▼
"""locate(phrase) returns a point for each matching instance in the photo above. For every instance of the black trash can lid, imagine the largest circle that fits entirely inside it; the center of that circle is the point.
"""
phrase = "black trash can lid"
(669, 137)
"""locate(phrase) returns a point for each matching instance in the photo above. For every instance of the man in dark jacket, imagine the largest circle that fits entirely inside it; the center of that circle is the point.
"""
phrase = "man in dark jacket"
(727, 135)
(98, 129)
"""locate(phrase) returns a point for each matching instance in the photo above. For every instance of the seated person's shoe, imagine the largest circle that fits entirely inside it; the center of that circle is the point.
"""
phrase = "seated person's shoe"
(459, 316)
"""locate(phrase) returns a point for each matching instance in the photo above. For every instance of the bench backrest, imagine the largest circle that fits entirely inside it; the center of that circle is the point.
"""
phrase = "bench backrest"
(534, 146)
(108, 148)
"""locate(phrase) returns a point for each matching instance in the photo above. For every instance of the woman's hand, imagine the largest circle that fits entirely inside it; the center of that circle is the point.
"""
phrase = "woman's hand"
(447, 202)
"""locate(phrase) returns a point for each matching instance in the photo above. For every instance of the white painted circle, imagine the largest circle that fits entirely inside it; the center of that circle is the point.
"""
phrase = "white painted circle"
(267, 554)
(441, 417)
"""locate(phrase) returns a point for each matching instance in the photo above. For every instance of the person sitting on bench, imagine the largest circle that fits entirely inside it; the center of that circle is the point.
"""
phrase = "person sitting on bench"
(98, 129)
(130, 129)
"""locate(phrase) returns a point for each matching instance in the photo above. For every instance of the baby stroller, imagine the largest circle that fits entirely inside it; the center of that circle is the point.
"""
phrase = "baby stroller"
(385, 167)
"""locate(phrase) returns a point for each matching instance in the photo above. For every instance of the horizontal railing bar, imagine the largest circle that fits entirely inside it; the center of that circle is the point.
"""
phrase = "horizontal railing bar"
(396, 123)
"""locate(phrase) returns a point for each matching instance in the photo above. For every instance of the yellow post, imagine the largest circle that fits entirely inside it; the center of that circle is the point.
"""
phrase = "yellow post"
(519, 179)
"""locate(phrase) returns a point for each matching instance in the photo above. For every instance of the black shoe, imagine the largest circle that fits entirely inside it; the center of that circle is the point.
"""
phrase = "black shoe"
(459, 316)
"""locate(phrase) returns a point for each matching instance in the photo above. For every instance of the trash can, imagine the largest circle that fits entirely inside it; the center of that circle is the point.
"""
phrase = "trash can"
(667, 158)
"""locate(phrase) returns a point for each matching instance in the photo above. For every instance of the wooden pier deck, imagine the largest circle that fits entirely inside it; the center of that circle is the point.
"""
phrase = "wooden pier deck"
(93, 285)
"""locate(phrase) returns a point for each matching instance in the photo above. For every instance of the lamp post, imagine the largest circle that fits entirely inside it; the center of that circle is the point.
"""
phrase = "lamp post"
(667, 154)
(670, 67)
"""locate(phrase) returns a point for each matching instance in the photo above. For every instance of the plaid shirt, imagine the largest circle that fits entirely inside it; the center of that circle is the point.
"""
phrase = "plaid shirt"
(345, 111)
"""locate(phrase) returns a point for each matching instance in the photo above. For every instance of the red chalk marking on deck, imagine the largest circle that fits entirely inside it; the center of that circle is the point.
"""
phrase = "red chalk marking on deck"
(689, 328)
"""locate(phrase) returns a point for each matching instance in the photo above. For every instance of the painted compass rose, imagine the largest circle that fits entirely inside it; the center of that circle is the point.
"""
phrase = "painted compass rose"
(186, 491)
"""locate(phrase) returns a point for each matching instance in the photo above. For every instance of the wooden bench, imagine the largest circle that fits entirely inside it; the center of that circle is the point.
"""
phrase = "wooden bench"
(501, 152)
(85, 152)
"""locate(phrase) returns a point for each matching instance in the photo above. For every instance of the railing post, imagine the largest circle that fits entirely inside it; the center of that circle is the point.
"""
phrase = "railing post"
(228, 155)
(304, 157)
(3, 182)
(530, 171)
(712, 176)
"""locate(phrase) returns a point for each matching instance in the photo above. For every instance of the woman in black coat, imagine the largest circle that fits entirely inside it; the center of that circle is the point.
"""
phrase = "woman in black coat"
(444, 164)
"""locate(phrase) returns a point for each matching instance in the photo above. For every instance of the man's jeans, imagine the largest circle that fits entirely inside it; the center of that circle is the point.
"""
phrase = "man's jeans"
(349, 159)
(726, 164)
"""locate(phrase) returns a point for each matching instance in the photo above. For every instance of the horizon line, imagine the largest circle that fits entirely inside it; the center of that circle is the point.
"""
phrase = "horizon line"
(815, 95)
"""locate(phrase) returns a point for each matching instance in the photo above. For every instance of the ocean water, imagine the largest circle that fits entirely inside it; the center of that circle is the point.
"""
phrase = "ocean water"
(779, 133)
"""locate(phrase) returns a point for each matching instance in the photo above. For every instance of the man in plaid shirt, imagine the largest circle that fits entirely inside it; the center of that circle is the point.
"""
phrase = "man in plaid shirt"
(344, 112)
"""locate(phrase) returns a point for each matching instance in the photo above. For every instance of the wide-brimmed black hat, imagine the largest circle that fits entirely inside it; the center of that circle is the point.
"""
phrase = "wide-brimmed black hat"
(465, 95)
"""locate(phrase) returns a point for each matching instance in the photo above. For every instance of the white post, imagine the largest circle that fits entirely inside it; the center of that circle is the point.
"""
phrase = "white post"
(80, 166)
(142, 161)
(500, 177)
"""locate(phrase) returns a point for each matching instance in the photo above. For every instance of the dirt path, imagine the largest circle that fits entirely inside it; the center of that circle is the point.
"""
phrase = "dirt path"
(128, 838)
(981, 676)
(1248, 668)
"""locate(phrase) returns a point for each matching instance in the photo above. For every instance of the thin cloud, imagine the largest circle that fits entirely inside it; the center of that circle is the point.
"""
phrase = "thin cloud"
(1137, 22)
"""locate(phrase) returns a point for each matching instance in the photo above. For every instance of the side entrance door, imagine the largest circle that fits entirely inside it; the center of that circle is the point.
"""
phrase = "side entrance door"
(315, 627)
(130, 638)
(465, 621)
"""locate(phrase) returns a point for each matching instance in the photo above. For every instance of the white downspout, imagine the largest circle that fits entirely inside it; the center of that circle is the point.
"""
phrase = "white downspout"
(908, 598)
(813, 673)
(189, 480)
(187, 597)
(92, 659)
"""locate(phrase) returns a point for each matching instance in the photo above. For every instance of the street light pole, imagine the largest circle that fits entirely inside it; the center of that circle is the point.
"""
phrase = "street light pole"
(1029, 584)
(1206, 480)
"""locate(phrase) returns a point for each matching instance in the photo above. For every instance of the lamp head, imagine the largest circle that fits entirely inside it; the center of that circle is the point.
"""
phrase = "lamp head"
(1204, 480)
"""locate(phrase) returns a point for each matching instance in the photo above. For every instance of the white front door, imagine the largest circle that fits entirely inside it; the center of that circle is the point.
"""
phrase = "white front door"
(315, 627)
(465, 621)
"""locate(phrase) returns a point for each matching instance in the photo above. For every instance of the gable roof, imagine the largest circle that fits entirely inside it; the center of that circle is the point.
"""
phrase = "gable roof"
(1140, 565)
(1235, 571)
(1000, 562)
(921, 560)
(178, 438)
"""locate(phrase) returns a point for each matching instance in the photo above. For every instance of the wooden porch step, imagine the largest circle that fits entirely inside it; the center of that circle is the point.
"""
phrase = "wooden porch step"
▲
- [Written task] Present every line of the records above as a numbered list, omitting any blank lines.

- [Task answer]
1. """locate(phrase) returns a point for each matching instance in the photo above. For every instance of the black trash can lid, imagine the largest circle that fits entirely inside it; the center of that circle is the point.
2. """
3. phrase = "black trash can lid"
4. (669, 137)
5. """locate(phrase) returns a point for each matching instance in the photo above. For every instance of the man in dark jacket, imagine the largest circle that fits entirely inside it; the center of that circle is the point.
6. """
7. phrase = "man in dark jacket"
8. (727, 135)
9. (98, 129)
10. """locate(phrase) returns a point for each matching instance in the photo above. For every instance of the seated person's shoe, imagine the largest circle that fits entirely inside it; the center of that circle is the point.
11. """
12. phrase = "seated person's shoe"
13. (459, 316)
14. """locate(phrase) returns a point for each matching instance in the photo above. For every instance of the bench backrest, imagine the largest circle that fits entirely inside it; the center of that circle is the point.
15. """
16. phrase = "bench backrest"
17. (534, 146)
18. (108, 148)
19. """locate(phrase) returns a point for each matching instance in the photo above. For every instance of the woman's hand, imagine the largest circle that fits entirely inside it; the center of that circle is the point.
20. """
21. phrase = "woman's hand"
22. (447, 202)
23. """locate(phrase) returns a point for each matching instance in the photo above. For every instance of the white painted circle, imagine the largest circle that fits entirely inside it; the center of that circle is the point.
24. """
25. phrase = "white painted circle"
26. (267, 554)
27. (441, 417)
28. """locate(phrase) returns a point for each matching instance in the photo above. For every instance of the person sitting on bench, imagine the largest circle that fits entirely inside it; the center of that circle is the point.
29. """
30. phrase = "person sitting on bench"
31. (98, 129)
32. (130, 129)
33. """locate(phrase) returns a point for each matching instance in the photo above. For every instance of the baby stroller, imagine the largest circle that fits entirely inside it; the center of that circle is the point.
34. """
35. phrase = "baby stroller"
36. (385, 167)
37. """locate(phrase) returns a point for each matching instance in the photo above. For every instance of the horizontal railing bar, imagine the largest circle that fits entirely inside it; the center of that circle is the point.
38. """
39. phrase = "horizontal railing bar"
40. (396, 123)
41. """locate(phrase) returns a point for each matching instance in the photo above. For every instance of the yellow post, imagine the largest circle that fits entirely inside it; the center of that circle is the point.
42. """
43. phrase = "yellow post"
44. (519, 179)
45. """locate(phrase) returns a point for each matching instance in the photo above. For every instance of the black shoe, imagine the largest circle that fits entirely inside it; the center of that circle is the point.
46. """
47. phrase = "black shoe"
48. (459, 316)
49. """locate(phrase) returns a point for each matching instance in the photo above. For every instance of the trash can, imagine the largest circle that fits entirely inside it; the center of that circle is the point.
50. """
51. phrase = "trash can"
52. (667, 158)
53. """locate(phrase) returns a point for each matching instance in the photo above. For every instance of the wooden pier deck, imagine the largest circle that fits entirely inside it; the center of that circle is the point.
54. """
55. phrase = "wooden pier deck"
56. (93, 285)
57. """locate(phrase) returns a point for each matching instance in the photo above. For every instance of the lamp post, imagine the largest circle that fits entirely inside it; the center of that circle is the point.
58. """
59. phrase = "lamp post"
60. (667, 154)
61. (670, 67)
62. """locate(phrase) returns a point for each matching instance in the photo above. For every instance of the plaid shirt, imagine the largest circle that fits entirely inside it; the center of that circle is the point.
63. """
64. phrase = "plaid shirt"
65. (345, 111)
66. """locate(phrase) returns a point for each matching instance in the photo above. For every instance of the red chalk marking on deck, imagine the largest circle that fits entirely inside it; the center of that circle is the point.
67. """
68. phrase = "red chalk marking on deck"
69. (689, 328)
70. """locate(phrase) returns a point for each matching instance in the photo above. For every instance of the painted compass rose, imagine the largest circle that fits entirely inside it; the center of that circle is the point.
71. """
72. phrase = "painted compass rose"
73. (186, 491)
74. """locate(phrase) returns a point for each matching instance in the photo above. For every instance of the wooden bench, imagine the largest circle that fits entirely inside it; the center of that circle is the point.
75. """
76. phrase = "wooden bench"
77. (501, 152)
78. (85, 152)
79. """locate(phrase) returns a point for each matching instance in the photo above. For every instance of the railing post, imagine the largest circle that fits entirely inside it; the center of that circle is the point.
80. """
81. phrase = "railing post"
82. (228, 155)
83. (304, 157)
84. (3, 182)
85. (530, 171)
86. (712, 176)
87. """locate(phrase) returns a point for each matching instance in the photo above. For every instance of the woman in black coat, imagine the largest circle that fits entirely inside it; the center of that circle is the point.
88. """
89. phrase = "woman in black coat"
90. (444, 164)
91. """locate(phrase) returns a point for each matching instance in the photo above. For every instance of the man's jeans, imagine the largest circle that fits entirely inside it; the center of that circle is the point.
92. """
93. phrase = "man's jeans"
94. (349, 159)
95. (726, 164)
96. """locate(phrase) returns a point for each matching instance in the photo above. For every instance of the horizon line, imagine the largest circle that fits entirely inside it; the center of that circle is the point.
97. """
98. phrase = "horizon line"
99. (815, 95)
100. """locate(phrase) returns a point for each matching instance in the photo above. For every instance of the ocean water, imagine the largest circle that fits entirely inside it; the center of that circle is the point.
101. """
102. phrase = "ocean water"
103. (779, 133)
104. """locate(phrase) returns a point for each matching instance in the photo above. For every instance of the man in plaid shirt, imagine the largest circle that fits entirely inside it; the center of that circle is the point.
105. """
106. phrase = "man in plaid shirt"
107. (344, 112)
108. """locate(phrase) returns a point for each matching instance in the photo above. For every instance of the wide-brimmed black hat, imagine the largest circle that fits entirely inside it; the center of that circle is the point.
109. """
110. phrase = "wide-brimmed black hat"
111. (465, 95)
112. """locate(phrase) returns a point for each matching instance in the photo above. For every instance of the white post, imagine the largest circle that fits entirely inside it; the center of that circle is the point.
113. """
114. phrase = "white post"
115. (80, 166)
116. (142, 161)
117. (500, 177)
118. """locate(phrase) returns a point for each matching instance in the photo above. For every instance of the dirt path, imagine the largest circle that fits entirely inside it; the center of that circle is the point.
119. """
120. phrase = "dirt path"
121. (128, 838)
122. (981, 676)
123. (1248, 668)
124. """locate(phrase) returns a point for each matching instance in the photo above. For every instance of the thin cloud, imagine the largest circle that fits entirely inside it; the center of that circle is the point.
125. """
126. phrase = "thin cloud"
127. (1137, 22)
128. """locate(phrase) returns a point for each matching instance in the photo above. For every instance of the side entrance door, imagine the largest circle that fits entirely inside it; the center of that circle is the point.
129. """
130. phrase = "side entrance door"
131. (315, 627)
132. (130, 638)
133. (465, 621)
134. """locate(phrase) returns a point for each matching instance in the photo above. For every instance of the white downspout, imagine the largest circle that fits entirely inside it; the center of that circle is the point.
135. """
136. phrase = "white downspout"
137. (908, 598)
138. (813, 673)
139. (189, 480)
140. (187, 597)
141. (92, 659)
142. """locate(phrase) returns a point for each matching instance in the photo above. For every instance of the street light pole, imagine the largest circle that fits entirely inside it; the center of that circle is the point.
143. """
144. phrase = "street light pole"
145. (1029, 584)
146. (1206, 480)
147. """locate(phrase) returns a point for each matching instance in the photo above. For every instance of the lamp head, imagine the largest circle that fits entirely inside it; the center of that circle is the point.
148. """
149. phrase = "lamp head"
150. (1204, 480)
151. """locate(phrase) returns a point for each matching instance in the photo above. For every instance of the white front door, imagine the largest circle that fits entirely inside it; the center of that circle is the point.
152. """
153. phrase = "white front door"
154. (315, 627)
155. (465, 621)
156. """locate(phrase) returns a point for each matching instance in the photo above. For every instance of the gable roof, imagine the largest circle that fits entirely inside it; the center of that circle is the point.
157. """
158. phrase = "gable roof"
159. (1140, 565)
160. (1235, 571)
161. (1000, 562)
162. (921, 560)
163. (178, 438)
164. """locate(phrase) returns a point for each matching instance in the photo above. For every instance of the wooden porch step, imagine the largest circle that fits entirely inside it; the center of that circle is the point.
165. """
166. phrase = "wooden porch step"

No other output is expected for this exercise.